What you should do: Write out all the entries below again, swapping "class" for "group" wherever it occurs and leaving everything else unchanged.
··· Data extract
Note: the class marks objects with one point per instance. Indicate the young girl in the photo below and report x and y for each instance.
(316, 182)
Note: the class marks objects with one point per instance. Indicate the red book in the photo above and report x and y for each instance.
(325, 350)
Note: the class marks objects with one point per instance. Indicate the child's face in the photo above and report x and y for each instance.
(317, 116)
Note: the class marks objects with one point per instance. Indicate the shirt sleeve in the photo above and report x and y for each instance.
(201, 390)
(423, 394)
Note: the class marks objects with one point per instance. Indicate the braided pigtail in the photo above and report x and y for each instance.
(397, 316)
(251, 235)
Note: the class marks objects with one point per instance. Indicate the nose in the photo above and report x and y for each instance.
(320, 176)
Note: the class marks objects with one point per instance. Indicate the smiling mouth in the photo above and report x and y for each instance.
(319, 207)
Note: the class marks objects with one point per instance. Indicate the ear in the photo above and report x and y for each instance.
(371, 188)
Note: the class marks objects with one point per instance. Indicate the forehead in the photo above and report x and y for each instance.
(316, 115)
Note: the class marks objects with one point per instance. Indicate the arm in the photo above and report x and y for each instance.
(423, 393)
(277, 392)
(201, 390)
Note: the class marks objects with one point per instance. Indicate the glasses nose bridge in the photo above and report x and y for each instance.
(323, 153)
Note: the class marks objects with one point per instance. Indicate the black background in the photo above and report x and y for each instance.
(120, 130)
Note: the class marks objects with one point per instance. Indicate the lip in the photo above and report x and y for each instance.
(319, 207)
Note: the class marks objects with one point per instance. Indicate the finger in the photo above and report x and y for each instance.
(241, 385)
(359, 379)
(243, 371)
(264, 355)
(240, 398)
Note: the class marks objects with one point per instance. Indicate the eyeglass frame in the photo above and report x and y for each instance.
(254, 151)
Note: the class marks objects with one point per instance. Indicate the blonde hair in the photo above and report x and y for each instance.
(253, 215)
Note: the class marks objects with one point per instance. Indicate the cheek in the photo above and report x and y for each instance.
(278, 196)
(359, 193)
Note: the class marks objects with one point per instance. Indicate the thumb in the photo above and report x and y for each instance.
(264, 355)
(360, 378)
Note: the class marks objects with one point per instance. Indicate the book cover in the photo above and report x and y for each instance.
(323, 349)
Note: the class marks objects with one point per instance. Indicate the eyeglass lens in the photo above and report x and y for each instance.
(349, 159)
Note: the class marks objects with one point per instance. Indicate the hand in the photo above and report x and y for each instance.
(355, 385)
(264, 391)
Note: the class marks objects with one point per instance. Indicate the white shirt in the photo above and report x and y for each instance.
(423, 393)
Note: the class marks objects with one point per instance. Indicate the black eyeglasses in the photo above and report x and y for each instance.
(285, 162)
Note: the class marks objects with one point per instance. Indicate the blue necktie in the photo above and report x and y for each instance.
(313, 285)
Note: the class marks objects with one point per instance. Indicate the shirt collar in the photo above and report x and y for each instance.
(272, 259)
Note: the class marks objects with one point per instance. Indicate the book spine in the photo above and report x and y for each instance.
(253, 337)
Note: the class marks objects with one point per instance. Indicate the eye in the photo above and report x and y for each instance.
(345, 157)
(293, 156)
······
Finished task:
Note: the group marks objects with one point per instance. Indicate the young girl in the photo below and report x and y for each instance.
(316, 182)
Note: the group marks objects with one point per instance. Indicate the red book in the photo above and report x and y for each instance.
(325, 350)
Note: the group marks objects with one point per instance. Indicate the child's face in the photo above and report x and y for each instance.
(317, 116)
Note: the group marks objects with one point per instance. Indicate the shirt sleeve in the photo above and report x and y for each instance.
(201, 390)
(423, 394)
Note: the group marks objects with one point per instance. Indicate the braided pigtail in the photo above and report x and y for each instance.
(397, 316)
(251, 235)
Note: the group marks objects with one point per instance. Indicate the nose in the photo above and report x and y for each instance.
(320, 176)
Note: the group marks objects with one point per instance. Indicate the smiling mouth in the photo above and report x and y for each instance.
(319, 207)
Note: the group marks objects with one point per instance. Indicate the ear in the photo above and report x and y for each instance.
(371, 188)
Note: the group marks objects with one point per instance. Indicate the forehead in the photo above and report x and y for each instance.
(316, 115)
Note: the group marks objects with one point per instance. Indicate the arm in the photo above and report x and y for each instance.
(423, 393)
(277, 392)
(201, 390)
Note: the group marks objects with one point per instance. Indicate the glasses nose bridge in the photo above and report x and y for each instance.
(323, 153)
Note: the group marks objects with one point per instance. Indicate the black background in the photo above and report x and y for each instance.
(120, 130)
Note: the group marks objects with one point per instance. Indicate the lip in the photo above and report x and y for each instance.
(319, 207)
Note: the group marks objects with one point per instance. Indicate the finger in the photo above and report x and y for each instance.
(241, 385)
(359, 379)
(243, 371)
(264, 355)
(240, 398)
Note: the group marks objects with one point per instance. Indicate the eyeglass frame in the photo above and report x and y for each instance.
(254, 151)
Note: the group marks objects with one point per instance. Indicate the blonde hair in the photo above and report x and y for each instance.
(253, 215)
Note: the group marks objects with one point per instance. Indicate the cheek in the photo above and report x and y for each instance.
(278, 196)
(359, 193)
Note: the group marks objects with one point per instance. Indicate the thumb in the photo above and report x and y for each instance.
(264, 355)
(360, 378)
Note: the group marks objects with one point per instance. Indicate the book cover in the photo above and report x and y for each instance.
(323, 349)
Note: the group marks objects with one point per instance. Indicate the eyeglass lens in the photo above and report x and y for each instance.
(349, 159)
Note: the group marks objects with one point per instance. Indicate the hand in the photo above and report x and y for each instance.
(355, 385)
(264, 391)
Note: the group marks objects with one point per instance. Indicate the white shirt in the photo above and report x and y for each instance.
(423, 393)
Note: the group marks objects with one point per instance. Indicate the black eyeglasses in the photo above and report x and y for each instance.
(285, 162)
Note: the group marks objects with one point per instance. Indicate the blue necktie in the photo above and report x and y for each instance.
(313, 285)
Note: the group marks objects with one point per instance. Indicate the shirt collar in the photo above and report x and y for each instance.
(272, 259)
Note: the group marks objects with one point per instance. Indicate the book spine in the photo above and report x and y for each instance.
(253, 337)
Note: the group marks objects with one point per instance. Indicate the eye in the photo above and report x and y for each instance.
(345, 157)
(293, 156)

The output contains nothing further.